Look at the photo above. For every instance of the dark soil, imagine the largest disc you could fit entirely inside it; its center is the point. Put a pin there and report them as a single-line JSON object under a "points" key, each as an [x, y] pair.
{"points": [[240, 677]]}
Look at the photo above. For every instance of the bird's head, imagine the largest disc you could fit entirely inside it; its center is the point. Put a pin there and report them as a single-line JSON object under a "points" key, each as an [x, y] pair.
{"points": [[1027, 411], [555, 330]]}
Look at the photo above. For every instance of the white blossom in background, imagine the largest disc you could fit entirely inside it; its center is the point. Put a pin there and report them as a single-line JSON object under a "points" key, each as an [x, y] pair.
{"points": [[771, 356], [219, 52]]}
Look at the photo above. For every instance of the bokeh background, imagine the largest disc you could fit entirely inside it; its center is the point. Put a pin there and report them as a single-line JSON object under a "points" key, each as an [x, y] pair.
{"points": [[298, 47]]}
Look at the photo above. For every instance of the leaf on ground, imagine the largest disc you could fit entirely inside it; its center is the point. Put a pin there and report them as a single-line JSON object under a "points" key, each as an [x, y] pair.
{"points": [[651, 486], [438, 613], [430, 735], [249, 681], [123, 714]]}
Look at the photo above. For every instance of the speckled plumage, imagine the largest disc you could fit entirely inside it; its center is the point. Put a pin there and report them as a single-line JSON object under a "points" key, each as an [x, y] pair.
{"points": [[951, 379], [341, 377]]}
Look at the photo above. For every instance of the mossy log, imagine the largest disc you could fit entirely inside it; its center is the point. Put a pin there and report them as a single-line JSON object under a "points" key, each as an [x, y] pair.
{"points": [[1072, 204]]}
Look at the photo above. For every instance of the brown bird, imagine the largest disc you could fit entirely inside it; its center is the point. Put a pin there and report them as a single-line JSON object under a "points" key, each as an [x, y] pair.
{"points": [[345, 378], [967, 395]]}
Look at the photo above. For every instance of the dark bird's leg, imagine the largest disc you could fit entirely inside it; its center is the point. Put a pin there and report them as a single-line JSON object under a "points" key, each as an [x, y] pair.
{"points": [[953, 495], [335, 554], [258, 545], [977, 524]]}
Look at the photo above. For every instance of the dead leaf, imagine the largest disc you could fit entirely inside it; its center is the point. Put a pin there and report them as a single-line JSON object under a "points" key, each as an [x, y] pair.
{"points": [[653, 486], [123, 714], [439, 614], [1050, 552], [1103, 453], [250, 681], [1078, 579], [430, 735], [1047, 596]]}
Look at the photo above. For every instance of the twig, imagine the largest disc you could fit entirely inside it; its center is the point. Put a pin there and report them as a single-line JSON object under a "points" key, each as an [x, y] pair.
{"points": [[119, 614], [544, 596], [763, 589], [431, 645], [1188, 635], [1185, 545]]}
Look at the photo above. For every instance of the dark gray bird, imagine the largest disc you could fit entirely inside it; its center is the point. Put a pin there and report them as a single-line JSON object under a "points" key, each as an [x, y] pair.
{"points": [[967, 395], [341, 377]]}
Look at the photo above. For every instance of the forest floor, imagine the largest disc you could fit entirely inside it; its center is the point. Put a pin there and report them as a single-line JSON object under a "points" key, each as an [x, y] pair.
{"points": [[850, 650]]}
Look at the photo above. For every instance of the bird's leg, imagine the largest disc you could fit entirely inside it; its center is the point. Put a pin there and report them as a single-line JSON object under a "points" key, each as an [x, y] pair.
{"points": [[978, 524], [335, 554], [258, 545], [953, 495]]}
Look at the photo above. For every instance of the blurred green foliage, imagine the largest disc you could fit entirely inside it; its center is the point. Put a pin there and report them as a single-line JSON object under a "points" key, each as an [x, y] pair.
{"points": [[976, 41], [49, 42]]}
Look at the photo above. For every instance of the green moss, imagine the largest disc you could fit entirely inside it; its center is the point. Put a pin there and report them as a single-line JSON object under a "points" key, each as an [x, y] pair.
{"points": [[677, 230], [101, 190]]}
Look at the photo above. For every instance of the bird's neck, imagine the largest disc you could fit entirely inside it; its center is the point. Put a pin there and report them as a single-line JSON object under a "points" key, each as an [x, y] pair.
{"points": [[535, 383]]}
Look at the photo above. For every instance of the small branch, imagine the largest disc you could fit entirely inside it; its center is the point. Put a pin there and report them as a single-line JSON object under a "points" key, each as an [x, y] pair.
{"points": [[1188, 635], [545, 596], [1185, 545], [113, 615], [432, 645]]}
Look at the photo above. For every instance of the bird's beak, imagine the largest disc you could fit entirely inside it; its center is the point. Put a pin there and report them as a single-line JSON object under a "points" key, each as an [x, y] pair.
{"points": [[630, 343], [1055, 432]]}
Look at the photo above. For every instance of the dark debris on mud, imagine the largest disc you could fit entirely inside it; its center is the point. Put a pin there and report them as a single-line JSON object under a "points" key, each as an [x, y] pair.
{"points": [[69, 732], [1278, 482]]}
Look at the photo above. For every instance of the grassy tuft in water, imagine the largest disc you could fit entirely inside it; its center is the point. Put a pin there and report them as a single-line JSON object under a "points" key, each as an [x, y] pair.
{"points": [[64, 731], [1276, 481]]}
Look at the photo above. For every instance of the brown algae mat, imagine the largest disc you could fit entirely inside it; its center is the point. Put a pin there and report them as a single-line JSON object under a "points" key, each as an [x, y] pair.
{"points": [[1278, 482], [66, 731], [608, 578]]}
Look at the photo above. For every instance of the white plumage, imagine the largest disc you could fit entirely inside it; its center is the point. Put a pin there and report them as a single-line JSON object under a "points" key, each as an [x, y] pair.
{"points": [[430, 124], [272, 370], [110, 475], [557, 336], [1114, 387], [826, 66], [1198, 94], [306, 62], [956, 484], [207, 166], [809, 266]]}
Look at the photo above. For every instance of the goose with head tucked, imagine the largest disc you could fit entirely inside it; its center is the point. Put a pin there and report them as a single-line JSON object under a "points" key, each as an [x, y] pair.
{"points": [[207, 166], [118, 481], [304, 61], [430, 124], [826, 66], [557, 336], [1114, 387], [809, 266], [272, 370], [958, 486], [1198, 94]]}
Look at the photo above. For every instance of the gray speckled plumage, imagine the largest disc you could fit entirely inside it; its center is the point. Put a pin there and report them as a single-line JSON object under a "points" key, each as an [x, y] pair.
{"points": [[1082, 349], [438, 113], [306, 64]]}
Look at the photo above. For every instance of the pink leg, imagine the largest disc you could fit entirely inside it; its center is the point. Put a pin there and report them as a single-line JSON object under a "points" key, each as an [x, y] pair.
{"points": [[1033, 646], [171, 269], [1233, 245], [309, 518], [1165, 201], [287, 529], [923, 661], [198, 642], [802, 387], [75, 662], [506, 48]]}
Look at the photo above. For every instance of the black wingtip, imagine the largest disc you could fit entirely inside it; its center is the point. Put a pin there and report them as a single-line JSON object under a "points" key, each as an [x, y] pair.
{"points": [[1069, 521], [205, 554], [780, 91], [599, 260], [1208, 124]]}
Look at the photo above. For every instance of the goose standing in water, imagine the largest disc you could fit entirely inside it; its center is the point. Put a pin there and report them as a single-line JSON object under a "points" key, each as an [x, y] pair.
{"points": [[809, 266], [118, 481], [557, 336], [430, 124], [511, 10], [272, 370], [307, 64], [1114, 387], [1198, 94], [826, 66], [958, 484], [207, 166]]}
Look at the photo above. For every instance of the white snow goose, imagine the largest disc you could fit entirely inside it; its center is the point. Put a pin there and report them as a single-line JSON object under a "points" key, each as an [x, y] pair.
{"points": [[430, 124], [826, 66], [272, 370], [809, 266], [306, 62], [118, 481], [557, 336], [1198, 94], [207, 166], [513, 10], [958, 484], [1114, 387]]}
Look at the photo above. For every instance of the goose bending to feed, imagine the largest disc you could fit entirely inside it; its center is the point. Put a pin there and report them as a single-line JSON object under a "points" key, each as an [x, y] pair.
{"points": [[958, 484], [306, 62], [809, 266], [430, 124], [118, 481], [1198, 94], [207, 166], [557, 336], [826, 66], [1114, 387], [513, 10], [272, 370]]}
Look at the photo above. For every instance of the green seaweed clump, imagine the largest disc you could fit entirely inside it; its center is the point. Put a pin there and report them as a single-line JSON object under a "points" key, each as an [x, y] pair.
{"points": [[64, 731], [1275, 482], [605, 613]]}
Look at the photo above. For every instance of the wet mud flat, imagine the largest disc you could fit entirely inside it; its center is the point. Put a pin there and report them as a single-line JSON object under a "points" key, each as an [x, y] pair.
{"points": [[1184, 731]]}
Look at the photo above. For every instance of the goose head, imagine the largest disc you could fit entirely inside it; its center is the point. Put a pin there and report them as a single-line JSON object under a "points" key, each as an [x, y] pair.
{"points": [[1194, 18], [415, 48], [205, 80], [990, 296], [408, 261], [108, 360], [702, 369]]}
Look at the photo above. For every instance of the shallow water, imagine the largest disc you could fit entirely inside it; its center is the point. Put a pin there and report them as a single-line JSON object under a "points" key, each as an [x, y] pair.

==============================

YOUR GOAL:
The lines to reproduce run from the one that contains "Look at the photo above. For every instance of the wet" through the last line above; copy them exactly.

SOLUTION TO THIS TASK:
Look at the photo above. For every instance of the wet mud flat, imagine the largest disc you could fit entirely inside it; its center is the point. Put a pin there and report them as a single-line JSON object under a "points" key, each as an [x, y] pair.
{"points": [[1184, 731]]}
Look at the photo above. For every instance of the goose head, imagine the largest disc you could fit entirely inside it; its center is the point. Put a pin there and report them as a single-line JSON object under a "points" key, each as an [x, y] pair.
{"points": [[1194, 18], [415, 48], [205, 80], [990, 296], [408, 261], [108, 360], [702, 369]]}
Look at the photo above. For every instance of the shallow water, imagine the largest disc you could fit entirely inside it; its center is the point. Put a pin there and report them as a single-line JSON object under a "points" key, each as an [x, y] pair.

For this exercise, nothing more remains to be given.